• Records from a data collection:

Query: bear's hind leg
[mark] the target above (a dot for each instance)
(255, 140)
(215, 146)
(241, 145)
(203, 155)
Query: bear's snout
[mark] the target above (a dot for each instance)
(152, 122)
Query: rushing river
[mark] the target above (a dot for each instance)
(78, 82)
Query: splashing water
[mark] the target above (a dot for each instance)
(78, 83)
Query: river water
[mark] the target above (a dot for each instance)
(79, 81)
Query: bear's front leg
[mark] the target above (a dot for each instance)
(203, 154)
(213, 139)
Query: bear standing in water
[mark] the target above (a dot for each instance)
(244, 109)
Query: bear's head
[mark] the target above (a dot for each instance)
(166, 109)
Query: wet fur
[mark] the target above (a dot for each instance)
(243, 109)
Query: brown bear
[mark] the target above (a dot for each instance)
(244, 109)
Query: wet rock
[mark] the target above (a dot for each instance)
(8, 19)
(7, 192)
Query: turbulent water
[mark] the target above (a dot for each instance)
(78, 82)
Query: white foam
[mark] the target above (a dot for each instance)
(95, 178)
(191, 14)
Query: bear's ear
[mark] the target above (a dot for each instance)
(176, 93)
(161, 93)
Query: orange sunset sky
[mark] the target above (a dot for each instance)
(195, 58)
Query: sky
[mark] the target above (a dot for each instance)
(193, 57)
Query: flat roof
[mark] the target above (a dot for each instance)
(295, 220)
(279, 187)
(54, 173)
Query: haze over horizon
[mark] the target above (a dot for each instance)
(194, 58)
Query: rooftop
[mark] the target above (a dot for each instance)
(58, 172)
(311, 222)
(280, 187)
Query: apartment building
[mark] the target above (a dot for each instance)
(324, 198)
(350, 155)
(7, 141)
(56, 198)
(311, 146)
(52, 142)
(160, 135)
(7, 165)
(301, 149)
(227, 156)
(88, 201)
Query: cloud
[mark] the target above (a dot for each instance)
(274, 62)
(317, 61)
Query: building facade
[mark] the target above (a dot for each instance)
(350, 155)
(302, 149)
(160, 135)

• BRIEF: The exact wording of every entry above should be written out again.

• SOLUTION BELOW:
Query: bear's hind leg
[mark] the target above (a dot for each instance)
(255, 140)
(215, 146)
(241, 145)
(203, 155)
Query: bear's snout
[mark] the target above (a dot for each instance)
(152, 122)
Query: rushing river
[mark] the target above (a dot for each instance)
(78, 82)
Query: splashing water
[mark] the target above (a dot for each instance)
(78, 83)
Query: river water
[mark] the target above (a dot for each instance)
(79, 81)
Query: bear's front leg
[mark] the target above (a dot for each instance)
(203, 154)
(213, 139)
Query: bear standing in water
[mark] the target above (a dot for each instance)
(244, 109)
Query: bear's head
[mark] the target above (a dot for each instance)
(166, 109)
Query: wet fur
[mark] the target above (a dot for each instance)
(243, 109)
Query: brown bear
[mark] the target above (a dot for each instance)
(244, 109)
Query: wet rock
[mark] the target above (a dot for each instance)
(8, 19)
(7, 192)
Query: turbulent water
[mark] the target above (a dot for each instance)
(78, 82)
Query: white foam
[mark] the target above (a dot for each instance)
(95, 178)
(191, 14)
Query: bear's ear
[mark] the target above (a dot for each instance)
(176, 93)
(161, 93)
Query: orange sunset sky
[mark] the target above (a dot for each instance)
(195, 58)
Query: sky
[mark] the target above (a dot for each instance)
(193, 57)
Query: flat roof
[mark] the target above (a dot for each instance)
(295, 220)
(279, 187)
(54, 173)
Query: haze over horizon
[mark] the target above (a dot for each instance)
(194, 58)
Query: rooftop
[mark] the target above (a dot for each instance)
(58, 172)
(311, 222)
(280, 187)
Query: apartment building
[mark] the target above (a dot for each instance)
(324, 198)
(350, 155)
(7, 141)
(56, 198)
(311, 146)
(52, 142)
(160, 135)
(7, 165)
(301, 149)
(227, 156)
(88, 201)
Query: cloud
[mark] the target above (a dot for each instance)
(274, 62)
(317, 61)
Query: building facade
[mark] the target above (a dot for each instance)
(350, 155)
(302, 149)
(160, 135)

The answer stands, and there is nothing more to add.